**WORK TO BE COMPLETED**
Rewrite every line of the entries below, requests included, and scale each point coordinate in the answers by 2.05, rounding to whole numbers with halves rounded up. Leave the pictures out of your answer.

**INFORMATION SUPPLIED**
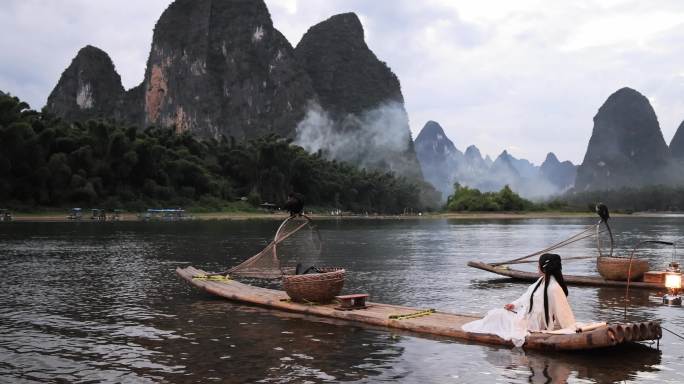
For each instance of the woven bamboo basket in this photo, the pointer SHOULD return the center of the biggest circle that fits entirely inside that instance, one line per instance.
(617, 268)
(315, 287)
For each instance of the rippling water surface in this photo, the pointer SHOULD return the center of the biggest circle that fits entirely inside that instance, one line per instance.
(99, 302)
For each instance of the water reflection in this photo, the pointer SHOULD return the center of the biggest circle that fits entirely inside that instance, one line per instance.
(636, 362)
(89, 302)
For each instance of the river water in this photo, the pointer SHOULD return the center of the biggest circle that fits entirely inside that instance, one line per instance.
(100, 302)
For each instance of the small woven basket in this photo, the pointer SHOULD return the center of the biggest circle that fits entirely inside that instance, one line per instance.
(315, 287)
(617, 268)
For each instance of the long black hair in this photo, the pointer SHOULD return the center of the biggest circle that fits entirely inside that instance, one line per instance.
(550, 264)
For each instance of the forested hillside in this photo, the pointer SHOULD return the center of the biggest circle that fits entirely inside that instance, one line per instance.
(47, 162)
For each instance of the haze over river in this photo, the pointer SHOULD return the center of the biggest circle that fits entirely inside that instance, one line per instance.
(100, 302)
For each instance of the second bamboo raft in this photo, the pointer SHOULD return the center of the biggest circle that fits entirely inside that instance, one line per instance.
(429, 322)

**RESPONSE TO THE EXERCISE**
For each instance of the woven bamboo basket in this photo, the pointer SHOULD return the center of the biggest circle that fits entirely inside that instance, one line per instance.
(1265, 549)
(646, 588)
For each instance of the rippling water surface in this photo, the pointer SHOULD return the center of the biggest circle that fits entirely inside that instance, one line per instance.
(203, 619)
For each instance of the water reflection in this photo, the pointer SHOULD return the center of the biggest circle that fits entirely inside that instance, one line per instance.
(1304, 742)
(182, 619)
For each instance of the river water in this photo, the pointer SHOULD return the center of the biggest circle that fits entirely inside that instance, one line per instance.
(205, 619)
For each instance of the small woven basket in this photo, the pointer SHOULD return the center of the biggest circle that fits entirely inside that instance, one line per instance.
(646, 588)
(1265, 549)
For each instance of the long black hair in this photo, the pointer SHOULD return the center of the biggest circle that fits entirely inside that instance, one line per instance.
(1128, 541)
For each instance of the forested hillside in this photo, the pointer SHOULD return the center of the biggest circle that fits entirely inside that instance, one line per instance.
(96, 332)
For each instance of the haze over river in this photo, the pointer SHOULD return the center of the biggest circle that fits entirely inside that instance, one line per instance.
(205, 619)
For each instance of the second bamboo raft in this photo, the pointer SHOULD return the center of the biggest circle that fits entirely inside that instance, one line per instance.
(879, 660)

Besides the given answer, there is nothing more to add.